(Excerpts from a pointing dataset)
"""
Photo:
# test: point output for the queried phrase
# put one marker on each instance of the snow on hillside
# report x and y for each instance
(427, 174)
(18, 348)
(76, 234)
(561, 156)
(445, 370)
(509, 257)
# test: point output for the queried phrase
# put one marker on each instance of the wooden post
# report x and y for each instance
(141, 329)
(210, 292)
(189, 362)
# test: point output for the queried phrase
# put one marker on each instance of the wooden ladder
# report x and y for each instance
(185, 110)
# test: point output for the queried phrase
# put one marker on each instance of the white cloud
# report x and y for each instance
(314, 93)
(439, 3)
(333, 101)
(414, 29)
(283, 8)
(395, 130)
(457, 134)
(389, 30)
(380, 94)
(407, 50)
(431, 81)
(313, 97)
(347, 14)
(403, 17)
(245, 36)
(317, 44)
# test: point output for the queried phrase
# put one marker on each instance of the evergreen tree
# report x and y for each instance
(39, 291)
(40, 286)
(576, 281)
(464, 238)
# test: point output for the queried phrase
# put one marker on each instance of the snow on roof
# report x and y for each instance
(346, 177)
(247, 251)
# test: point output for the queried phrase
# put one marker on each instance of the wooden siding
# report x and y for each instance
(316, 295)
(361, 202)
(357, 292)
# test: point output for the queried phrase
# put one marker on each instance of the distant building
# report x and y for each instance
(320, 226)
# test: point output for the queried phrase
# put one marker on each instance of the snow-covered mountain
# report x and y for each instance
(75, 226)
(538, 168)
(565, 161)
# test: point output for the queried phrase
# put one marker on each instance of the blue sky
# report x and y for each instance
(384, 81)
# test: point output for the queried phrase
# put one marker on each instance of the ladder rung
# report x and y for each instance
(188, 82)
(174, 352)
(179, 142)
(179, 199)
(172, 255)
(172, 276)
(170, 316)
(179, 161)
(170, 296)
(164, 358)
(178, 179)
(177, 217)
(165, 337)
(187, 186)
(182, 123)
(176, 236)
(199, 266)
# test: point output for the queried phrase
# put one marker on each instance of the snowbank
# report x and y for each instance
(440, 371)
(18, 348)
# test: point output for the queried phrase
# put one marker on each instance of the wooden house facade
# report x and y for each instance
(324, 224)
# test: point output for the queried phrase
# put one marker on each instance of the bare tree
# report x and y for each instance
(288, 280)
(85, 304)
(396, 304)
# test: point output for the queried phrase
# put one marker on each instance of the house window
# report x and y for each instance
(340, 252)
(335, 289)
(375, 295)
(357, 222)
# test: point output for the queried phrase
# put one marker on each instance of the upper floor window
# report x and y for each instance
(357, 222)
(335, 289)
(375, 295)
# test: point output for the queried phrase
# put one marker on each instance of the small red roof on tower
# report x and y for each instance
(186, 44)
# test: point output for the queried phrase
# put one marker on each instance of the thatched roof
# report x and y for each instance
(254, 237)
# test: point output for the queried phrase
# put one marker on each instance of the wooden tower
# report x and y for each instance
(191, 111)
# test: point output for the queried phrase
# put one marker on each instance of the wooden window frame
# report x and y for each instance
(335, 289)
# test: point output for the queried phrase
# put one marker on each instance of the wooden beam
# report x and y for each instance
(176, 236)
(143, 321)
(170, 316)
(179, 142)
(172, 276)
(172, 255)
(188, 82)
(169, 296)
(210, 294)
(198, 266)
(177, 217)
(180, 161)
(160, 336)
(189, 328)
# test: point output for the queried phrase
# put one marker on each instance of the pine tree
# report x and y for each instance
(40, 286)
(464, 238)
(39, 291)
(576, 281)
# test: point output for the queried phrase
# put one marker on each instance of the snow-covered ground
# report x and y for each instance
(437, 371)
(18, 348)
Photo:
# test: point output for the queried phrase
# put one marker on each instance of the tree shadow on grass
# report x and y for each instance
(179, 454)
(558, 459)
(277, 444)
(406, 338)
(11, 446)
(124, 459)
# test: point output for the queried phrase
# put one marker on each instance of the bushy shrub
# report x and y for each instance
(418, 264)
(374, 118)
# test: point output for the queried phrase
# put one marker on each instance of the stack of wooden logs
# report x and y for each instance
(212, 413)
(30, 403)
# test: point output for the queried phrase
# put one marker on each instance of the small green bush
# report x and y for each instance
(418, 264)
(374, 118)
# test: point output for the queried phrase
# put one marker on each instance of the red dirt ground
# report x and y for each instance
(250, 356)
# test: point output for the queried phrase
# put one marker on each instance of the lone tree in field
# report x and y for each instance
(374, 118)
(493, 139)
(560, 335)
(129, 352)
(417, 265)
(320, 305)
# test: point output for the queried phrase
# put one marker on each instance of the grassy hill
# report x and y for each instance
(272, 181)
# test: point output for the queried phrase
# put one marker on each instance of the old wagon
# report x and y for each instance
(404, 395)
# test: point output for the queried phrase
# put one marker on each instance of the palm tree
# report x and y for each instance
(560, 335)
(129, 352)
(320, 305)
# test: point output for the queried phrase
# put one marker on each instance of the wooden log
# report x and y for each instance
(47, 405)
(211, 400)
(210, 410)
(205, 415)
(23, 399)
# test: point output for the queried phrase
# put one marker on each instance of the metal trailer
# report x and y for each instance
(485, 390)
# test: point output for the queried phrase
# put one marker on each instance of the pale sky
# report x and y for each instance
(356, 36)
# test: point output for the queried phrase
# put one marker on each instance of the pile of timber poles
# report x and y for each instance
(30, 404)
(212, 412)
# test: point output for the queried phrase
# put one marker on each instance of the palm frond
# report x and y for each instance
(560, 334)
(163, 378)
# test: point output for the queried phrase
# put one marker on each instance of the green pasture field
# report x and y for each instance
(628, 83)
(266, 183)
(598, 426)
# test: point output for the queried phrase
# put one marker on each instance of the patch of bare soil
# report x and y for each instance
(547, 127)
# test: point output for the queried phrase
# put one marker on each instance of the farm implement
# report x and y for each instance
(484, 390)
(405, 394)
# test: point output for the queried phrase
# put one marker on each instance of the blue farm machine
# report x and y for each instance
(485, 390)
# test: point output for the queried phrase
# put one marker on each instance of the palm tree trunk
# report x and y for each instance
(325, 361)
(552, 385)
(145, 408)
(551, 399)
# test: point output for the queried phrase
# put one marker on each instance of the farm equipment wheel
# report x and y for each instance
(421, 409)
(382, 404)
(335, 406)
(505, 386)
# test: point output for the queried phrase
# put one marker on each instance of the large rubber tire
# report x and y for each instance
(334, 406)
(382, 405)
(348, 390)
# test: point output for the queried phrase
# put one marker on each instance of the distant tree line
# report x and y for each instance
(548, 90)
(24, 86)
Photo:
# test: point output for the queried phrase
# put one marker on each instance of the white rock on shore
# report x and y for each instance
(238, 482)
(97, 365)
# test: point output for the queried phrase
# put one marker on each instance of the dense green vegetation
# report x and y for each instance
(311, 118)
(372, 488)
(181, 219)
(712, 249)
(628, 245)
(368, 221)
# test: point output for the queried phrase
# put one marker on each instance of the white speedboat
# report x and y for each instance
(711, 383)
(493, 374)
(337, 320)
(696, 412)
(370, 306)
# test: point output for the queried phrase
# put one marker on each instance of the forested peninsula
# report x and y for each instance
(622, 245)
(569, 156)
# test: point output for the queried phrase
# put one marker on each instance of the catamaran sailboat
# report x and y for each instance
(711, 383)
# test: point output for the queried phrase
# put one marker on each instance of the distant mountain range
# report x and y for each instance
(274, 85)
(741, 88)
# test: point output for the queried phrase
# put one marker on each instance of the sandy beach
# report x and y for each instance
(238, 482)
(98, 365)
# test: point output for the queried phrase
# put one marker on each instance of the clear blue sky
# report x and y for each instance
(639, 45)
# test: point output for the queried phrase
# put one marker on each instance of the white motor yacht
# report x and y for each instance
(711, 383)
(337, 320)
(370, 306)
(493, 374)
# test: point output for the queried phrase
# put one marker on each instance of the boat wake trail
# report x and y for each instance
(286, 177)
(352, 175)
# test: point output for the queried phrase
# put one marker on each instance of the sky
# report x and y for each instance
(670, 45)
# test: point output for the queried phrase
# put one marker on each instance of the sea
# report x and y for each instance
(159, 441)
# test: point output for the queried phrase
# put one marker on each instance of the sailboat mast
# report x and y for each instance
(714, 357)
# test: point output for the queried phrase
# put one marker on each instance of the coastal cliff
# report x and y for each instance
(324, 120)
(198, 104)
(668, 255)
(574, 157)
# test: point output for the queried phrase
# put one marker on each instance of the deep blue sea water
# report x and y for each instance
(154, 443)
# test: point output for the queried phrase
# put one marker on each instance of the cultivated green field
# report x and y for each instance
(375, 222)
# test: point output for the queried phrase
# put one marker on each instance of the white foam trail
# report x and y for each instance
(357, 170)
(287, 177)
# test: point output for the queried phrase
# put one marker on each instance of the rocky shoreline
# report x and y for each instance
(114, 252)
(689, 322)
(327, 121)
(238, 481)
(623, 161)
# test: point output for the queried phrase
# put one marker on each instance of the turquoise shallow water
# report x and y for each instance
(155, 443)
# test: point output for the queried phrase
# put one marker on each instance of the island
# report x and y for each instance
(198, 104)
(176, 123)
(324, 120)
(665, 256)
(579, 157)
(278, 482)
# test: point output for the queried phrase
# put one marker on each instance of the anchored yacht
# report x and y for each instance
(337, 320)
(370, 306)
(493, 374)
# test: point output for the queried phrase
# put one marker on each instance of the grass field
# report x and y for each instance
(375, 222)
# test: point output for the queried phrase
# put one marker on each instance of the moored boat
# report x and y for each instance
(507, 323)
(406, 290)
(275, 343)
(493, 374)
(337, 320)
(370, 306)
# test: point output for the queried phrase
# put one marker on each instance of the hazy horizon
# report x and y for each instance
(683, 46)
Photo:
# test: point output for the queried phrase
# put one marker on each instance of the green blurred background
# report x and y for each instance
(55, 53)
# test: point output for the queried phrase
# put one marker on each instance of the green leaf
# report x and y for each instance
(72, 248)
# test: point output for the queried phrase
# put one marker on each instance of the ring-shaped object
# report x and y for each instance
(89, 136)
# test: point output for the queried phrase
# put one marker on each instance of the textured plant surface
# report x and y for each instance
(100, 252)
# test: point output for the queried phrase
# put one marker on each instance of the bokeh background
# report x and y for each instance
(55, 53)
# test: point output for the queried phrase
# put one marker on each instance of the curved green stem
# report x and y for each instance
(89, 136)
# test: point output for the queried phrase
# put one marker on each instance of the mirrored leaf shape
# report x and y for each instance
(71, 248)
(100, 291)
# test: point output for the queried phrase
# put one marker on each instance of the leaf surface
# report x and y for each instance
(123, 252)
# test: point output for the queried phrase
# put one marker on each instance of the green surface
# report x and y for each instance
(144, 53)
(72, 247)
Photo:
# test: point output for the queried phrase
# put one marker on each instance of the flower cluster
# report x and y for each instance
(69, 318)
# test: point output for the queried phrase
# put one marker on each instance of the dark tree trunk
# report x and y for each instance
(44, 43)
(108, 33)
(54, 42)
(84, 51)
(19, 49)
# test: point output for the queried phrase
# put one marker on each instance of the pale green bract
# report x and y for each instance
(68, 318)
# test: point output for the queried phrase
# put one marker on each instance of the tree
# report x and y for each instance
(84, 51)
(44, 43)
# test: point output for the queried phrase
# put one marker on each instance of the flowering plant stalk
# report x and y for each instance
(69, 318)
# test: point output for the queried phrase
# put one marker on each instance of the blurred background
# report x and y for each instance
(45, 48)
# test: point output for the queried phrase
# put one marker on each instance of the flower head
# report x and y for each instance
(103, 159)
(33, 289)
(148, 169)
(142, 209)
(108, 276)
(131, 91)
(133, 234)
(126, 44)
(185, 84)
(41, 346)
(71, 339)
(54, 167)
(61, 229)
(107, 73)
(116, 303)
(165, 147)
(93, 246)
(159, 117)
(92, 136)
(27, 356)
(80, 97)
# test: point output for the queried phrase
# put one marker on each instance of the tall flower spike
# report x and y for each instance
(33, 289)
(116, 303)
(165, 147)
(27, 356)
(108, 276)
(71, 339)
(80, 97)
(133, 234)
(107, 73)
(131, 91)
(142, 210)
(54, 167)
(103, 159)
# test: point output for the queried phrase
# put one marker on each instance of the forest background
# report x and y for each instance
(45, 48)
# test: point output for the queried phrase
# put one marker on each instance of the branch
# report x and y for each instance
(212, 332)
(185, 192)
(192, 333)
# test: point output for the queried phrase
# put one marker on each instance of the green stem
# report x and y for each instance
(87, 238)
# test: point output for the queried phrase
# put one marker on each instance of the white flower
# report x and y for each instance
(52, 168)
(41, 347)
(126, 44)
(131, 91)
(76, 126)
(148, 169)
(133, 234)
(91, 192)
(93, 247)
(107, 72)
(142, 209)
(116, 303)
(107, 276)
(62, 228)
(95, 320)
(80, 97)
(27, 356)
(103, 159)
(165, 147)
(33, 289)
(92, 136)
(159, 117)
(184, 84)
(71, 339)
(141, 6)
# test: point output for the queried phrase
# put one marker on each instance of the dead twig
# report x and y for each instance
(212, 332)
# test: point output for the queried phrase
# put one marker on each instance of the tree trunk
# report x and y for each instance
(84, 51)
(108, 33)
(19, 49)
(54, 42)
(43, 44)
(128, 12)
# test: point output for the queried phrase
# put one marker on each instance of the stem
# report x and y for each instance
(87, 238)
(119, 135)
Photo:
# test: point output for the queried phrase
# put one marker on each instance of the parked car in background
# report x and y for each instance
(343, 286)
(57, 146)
"""
Exercise goal -> Extract every line of the data above that contains the word "background", matching case exactly.

Complete response ->
# put one marker on each instance of the green blurred background
# put one marker on each instance of the bokeh background
# put one marker on each instance of the blurred background
# put one marker on each instance of the forest background
# put one marker on each instance of the parked car in background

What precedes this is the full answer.